▸ Data provided:
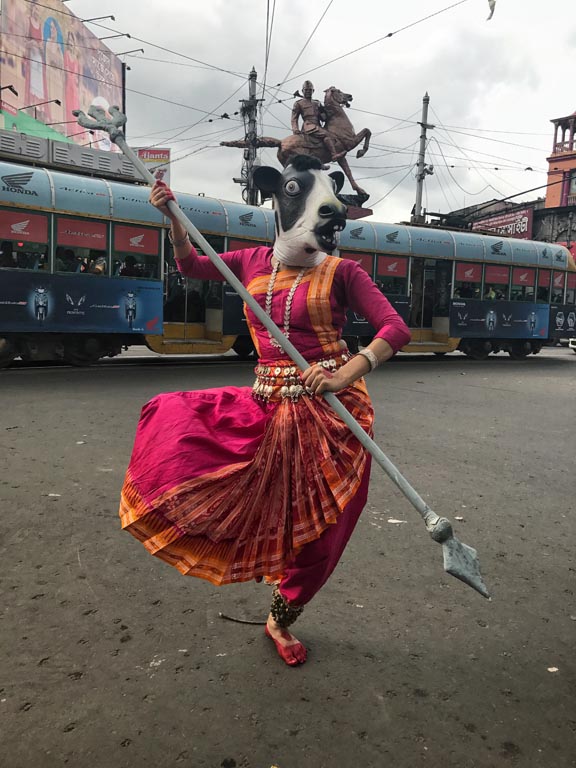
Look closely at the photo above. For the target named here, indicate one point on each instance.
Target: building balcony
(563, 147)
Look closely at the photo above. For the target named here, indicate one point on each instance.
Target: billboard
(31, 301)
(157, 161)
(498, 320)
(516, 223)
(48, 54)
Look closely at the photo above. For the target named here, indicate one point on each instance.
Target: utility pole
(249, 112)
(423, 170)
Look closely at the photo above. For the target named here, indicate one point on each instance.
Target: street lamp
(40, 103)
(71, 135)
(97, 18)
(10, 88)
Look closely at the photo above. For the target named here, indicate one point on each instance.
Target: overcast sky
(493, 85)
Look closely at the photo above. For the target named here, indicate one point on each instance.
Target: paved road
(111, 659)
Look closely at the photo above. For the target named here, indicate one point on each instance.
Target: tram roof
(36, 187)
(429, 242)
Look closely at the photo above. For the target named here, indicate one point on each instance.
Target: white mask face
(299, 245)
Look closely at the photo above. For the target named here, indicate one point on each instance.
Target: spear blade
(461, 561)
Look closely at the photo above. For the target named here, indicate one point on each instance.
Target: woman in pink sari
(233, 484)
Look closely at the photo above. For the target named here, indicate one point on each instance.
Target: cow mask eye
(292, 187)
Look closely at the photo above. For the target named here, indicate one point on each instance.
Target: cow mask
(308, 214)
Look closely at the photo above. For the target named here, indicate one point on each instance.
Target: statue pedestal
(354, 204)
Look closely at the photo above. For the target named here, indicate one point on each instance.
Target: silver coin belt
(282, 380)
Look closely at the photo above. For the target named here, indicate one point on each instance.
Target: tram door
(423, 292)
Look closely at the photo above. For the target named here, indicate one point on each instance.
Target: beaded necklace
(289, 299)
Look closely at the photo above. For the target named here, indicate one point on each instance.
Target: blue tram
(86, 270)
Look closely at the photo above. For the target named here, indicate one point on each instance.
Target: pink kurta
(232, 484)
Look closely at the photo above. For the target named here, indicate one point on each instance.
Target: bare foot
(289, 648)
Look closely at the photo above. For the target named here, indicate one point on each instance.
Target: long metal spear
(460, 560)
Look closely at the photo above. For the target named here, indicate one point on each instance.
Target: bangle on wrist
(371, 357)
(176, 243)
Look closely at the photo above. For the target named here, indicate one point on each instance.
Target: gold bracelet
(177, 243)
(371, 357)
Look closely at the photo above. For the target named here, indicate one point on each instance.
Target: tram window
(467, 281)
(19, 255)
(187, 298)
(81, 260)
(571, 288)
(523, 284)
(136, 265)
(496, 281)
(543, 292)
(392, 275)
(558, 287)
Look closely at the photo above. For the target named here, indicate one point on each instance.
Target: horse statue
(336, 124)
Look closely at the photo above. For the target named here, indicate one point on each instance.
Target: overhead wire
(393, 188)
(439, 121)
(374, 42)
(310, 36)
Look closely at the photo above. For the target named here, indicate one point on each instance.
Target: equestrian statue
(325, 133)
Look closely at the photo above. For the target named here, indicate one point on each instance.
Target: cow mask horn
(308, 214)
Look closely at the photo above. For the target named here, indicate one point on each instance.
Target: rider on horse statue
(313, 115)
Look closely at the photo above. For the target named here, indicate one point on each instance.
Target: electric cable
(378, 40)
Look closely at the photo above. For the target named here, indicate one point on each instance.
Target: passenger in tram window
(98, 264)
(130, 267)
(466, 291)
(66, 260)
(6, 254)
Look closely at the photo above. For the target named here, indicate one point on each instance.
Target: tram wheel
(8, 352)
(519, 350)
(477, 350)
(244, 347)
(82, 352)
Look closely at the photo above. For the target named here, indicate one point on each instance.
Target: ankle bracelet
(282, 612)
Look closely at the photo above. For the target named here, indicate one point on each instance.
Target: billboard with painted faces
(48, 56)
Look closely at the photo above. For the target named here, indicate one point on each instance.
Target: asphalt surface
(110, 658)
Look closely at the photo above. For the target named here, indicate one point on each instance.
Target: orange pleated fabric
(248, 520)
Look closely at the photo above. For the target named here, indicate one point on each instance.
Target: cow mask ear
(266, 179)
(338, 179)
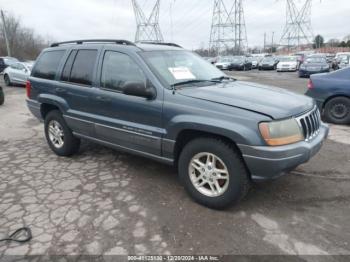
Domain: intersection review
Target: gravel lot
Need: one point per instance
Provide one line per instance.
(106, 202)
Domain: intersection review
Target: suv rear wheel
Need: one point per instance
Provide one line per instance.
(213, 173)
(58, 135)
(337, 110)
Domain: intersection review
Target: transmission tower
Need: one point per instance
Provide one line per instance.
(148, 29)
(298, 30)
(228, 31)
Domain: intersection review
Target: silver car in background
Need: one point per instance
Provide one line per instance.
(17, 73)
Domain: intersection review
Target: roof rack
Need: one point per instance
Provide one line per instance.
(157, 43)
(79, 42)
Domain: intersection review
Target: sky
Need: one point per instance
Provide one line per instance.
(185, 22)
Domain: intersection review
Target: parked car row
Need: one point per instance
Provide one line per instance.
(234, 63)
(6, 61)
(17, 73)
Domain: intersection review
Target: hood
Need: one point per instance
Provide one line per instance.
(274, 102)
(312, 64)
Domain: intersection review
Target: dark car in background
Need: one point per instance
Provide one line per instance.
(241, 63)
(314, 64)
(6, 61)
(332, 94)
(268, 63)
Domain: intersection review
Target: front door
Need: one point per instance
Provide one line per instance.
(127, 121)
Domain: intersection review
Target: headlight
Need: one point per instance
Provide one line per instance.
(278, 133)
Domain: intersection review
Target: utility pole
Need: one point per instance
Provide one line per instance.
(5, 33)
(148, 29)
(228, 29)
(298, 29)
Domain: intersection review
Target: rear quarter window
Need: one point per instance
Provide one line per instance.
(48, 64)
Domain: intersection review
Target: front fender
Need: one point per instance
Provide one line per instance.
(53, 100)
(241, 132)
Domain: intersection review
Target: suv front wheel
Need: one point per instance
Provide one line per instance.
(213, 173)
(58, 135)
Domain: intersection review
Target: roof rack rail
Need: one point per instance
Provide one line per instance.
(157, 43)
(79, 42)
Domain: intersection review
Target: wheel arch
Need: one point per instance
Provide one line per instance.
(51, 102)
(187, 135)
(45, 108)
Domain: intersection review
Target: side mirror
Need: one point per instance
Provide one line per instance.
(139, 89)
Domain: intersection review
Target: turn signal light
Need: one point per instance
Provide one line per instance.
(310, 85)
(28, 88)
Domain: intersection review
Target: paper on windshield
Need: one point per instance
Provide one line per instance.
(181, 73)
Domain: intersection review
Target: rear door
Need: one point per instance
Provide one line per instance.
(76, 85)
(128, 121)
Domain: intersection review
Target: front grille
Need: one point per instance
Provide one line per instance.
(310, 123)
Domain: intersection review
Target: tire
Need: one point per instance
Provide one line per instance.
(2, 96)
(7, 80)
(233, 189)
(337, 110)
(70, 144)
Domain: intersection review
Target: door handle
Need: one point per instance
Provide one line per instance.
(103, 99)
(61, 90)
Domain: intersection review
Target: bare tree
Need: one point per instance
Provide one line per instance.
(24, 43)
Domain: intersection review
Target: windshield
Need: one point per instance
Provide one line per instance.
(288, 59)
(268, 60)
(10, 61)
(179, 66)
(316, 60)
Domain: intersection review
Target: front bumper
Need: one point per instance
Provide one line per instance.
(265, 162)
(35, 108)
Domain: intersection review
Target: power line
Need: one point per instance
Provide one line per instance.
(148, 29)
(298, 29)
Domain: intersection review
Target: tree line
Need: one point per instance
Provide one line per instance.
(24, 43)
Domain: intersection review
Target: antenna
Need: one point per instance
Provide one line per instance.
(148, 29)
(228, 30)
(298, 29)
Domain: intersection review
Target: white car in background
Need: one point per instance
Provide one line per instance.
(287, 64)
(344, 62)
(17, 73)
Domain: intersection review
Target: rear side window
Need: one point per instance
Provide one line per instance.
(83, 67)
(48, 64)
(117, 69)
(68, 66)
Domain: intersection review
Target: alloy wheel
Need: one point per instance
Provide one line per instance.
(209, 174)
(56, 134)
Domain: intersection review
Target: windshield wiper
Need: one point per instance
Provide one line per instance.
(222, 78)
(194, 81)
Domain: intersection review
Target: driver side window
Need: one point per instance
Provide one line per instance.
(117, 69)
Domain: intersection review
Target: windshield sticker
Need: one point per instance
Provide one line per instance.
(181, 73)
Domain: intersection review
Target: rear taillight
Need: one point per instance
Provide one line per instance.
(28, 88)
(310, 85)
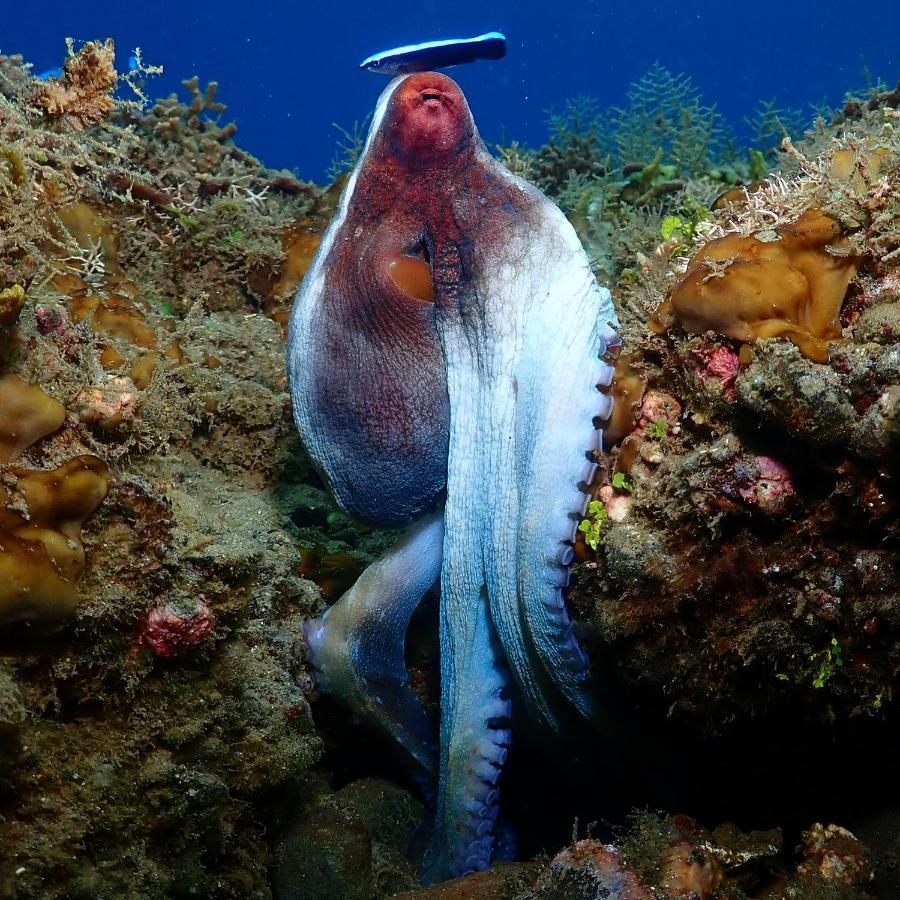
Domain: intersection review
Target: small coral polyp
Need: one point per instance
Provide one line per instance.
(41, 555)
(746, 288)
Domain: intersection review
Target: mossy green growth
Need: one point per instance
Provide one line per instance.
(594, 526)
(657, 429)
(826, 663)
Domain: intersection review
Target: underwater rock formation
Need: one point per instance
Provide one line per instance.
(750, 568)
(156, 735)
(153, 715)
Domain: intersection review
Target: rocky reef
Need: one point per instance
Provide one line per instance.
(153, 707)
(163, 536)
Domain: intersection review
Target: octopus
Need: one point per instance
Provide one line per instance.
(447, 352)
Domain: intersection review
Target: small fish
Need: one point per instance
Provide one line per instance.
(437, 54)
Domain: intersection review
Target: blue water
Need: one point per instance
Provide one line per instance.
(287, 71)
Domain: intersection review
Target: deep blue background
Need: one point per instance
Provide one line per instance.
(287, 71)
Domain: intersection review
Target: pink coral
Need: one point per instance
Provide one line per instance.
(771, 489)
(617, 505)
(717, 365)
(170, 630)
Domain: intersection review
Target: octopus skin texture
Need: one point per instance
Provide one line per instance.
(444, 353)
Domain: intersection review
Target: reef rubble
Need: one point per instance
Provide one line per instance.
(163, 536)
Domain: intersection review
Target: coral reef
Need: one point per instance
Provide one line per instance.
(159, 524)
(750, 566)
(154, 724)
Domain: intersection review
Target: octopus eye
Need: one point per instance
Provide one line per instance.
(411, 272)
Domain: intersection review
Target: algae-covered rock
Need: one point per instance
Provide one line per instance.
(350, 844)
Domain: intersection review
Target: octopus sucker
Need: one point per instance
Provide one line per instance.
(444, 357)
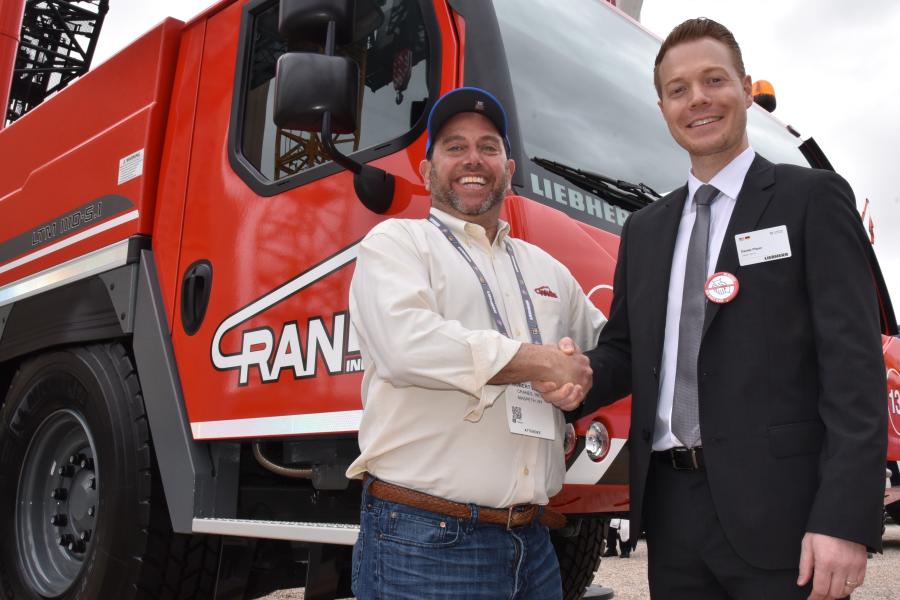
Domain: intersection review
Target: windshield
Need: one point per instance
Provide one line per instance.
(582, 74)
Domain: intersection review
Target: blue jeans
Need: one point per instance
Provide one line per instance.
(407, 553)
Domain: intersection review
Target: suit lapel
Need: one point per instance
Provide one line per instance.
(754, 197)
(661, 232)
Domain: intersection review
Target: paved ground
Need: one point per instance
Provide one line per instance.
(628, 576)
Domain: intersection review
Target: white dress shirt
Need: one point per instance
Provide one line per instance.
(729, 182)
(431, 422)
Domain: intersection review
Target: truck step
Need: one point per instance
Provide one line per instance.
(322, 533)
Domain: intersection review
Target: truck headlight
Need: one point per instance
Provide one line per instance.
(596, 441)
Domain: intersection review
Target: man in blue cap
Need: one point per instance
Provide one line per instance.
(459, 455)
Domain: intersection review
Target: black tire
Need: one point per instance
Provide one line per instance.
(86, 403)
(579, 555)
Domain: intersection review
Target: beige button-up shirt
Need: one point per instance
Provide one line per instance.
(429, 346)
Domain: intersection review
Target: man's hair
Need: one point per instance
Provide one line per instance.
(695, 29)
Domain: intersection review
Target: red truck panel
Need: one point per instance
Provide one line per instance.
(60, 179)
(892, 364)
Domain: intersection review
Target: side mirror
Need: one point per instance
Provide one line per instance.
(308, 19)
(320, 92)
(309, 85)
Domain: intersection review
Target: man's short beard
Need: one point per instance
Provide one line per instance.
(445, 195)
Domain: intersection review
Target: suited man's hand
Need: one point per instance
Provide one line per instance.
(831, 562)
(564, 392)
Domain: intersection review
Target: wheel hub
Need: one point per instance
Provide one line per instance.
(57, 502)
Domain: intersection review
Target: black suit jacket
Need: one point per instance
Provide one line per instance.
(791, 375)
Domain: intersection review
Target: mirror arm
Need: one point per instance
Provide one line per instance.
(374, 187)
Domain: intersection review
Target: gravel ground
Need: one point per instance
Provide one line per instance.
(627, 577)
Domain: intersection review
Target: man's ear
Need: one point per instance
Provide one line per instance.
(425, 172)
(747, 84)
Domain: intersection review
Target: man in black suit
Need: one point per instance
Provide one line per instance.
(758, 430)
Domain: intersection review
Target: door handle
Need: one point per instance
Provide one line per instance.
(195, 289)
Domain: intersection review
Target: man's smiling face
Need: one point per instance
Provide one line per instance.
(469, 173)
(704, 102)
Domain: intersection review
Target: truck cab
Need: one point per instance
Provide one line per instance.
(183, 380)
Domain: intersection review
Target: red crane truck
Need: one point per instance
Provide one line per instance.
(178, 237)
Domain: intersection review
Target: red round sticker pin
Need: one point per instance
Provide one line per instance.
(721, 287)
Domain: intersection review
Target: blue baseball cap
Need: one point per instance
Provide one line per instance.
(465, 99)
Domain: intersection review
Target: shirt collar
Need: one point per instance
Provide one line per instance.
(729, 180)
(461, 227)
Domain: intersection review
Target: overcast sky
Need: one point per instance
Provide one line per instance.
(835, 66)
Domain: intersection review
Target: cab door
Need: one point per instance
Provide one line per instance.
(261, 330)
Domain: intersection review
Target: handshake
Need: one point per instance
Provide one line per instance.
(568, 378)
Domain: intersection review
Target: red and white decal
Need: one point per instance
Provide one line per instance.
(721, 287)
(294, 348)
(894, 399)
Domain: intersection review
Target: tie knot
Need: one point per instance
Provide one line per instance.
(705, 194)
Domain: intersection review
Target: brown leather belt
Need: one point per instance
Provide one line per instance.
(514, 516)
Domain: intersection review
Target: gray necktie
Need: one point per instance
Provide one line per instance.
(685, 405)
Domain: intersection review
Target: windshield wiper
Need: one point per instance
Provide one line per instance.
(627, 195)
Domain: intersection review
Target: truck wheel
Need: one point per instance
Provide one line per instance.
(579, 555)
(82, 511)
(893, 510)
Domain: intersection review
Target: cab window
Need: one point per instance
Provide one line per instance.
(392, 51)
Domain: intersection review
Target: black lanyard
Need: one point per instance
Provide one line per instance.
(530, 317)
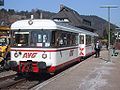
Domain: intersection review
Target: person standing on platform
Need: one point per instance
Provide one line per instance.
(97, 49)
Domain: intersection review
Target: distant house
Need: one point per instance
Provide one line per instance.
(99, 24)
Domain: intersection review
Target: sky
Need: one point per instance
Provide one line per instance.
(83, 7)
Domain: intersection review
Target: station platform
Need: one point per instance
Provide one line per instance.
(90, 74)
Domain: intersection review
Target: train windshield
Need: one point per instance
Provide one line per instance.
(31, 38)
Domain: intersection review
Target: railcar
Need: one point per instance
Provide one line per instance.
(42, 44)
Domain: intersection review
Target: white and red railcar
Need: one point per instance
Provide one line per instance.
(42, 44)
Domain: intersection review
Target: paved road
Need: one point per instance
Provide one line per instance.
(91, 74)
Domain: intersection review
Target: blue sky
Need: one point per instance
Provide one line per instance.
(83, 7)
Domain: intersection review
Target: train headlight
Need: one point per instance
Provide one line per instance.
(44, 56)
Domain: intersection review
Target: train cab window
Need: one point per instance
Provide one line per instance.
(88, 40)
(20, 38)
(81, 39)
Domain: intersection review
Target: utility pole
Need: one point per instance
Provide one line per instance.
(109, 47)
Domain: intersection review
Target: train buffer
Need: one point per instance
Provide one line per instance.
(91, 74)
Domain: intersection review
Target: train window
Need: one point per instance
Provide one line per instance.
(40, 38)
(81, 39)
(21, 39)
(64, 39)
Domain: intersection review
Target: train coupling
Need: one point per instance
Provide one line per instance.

▸ Description of the task:
Look above for the line that contains "Target: mossy green growth". Starting there, transcribe every line exactly until you have copied the line that contains "Target: rocky reef".

▸ Finished task:
Target: mossy green growth
Need: one point per instance
Provide one line per instance.
(594, 526)
(657, 429)
(826, 663)
Domain: intersection review
Target: underwater rock formation
Need: one point per instance
Provide one line per instance.
(750, 568)
(156, 735)
(153, 715)
Domain: intersection review
Target: rocky reef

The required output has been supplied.